PROBLEM TO SOLVE:
Copy every line from the row containing "Would you mind marking the roasted" through the end of the rows, requests included. Scale each coordinate in the answers by 0.35 and round it to a whole number, with halves rounding up.
----------
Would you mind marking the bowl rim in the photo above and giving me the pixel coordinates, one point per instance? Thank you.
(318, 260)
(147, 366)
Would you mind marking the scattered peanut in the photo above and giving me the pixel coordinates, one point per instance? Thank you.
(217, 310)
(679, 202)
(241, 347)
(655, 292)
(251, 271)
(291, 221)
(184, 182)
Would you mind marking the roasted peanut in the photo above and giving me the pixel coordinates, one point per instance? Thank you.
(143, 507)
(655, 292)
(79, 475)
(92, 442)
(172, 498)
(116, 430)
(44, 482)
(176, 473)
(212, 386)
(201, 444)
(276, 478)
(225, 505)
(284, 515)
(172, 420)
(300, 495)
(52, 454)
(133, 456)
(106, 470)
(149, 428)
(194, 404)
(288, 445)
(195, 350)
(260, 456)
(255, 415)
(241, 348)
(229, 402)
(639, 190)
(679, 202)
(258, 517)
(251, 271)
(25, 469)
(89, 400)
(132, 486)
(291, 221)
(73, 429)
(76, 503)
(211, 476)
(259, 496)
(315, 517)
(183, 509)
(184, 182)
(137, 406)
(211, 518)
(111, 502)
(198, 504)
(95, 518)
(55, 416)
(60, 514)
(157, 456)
----------
SOLUTION BELOW:
Would you mind marking the roasted peanut in the photo above and giving me the pixel coordinates, one point per instance? Thank you.
(50, 177)
(229, 102)
(28, 166)
(32, 155)
(60, 174)
(41, 151)
(15, 169)
(62, 166)
(74, 135)
(70, 155)
(97, 167)
(79, 177)
(99, 180)
(60, 147)
(105, 173)
(18, 159)
(47, 160)
(37, 165)
(52, 150)
(68, 141)
(101, 156)
(68, 123)
(91, 160)
(89, 145)
(84, 122)
(80, 141)
(224, 67)
(238, 71)
(90, 181)
(88, 95)
(9, 164)
(31, 140)
(46, 170)
(102, 77)
(26, 150)
(27, 176)
(74, 167)
(91, 174)
(110, 181)
(64, 178)
(64, 64)
(48, 142)
(74, 181)
(39, 176)
(69, 176)
(33, 181)
(19, 146)
(21, 180)
(55, 160)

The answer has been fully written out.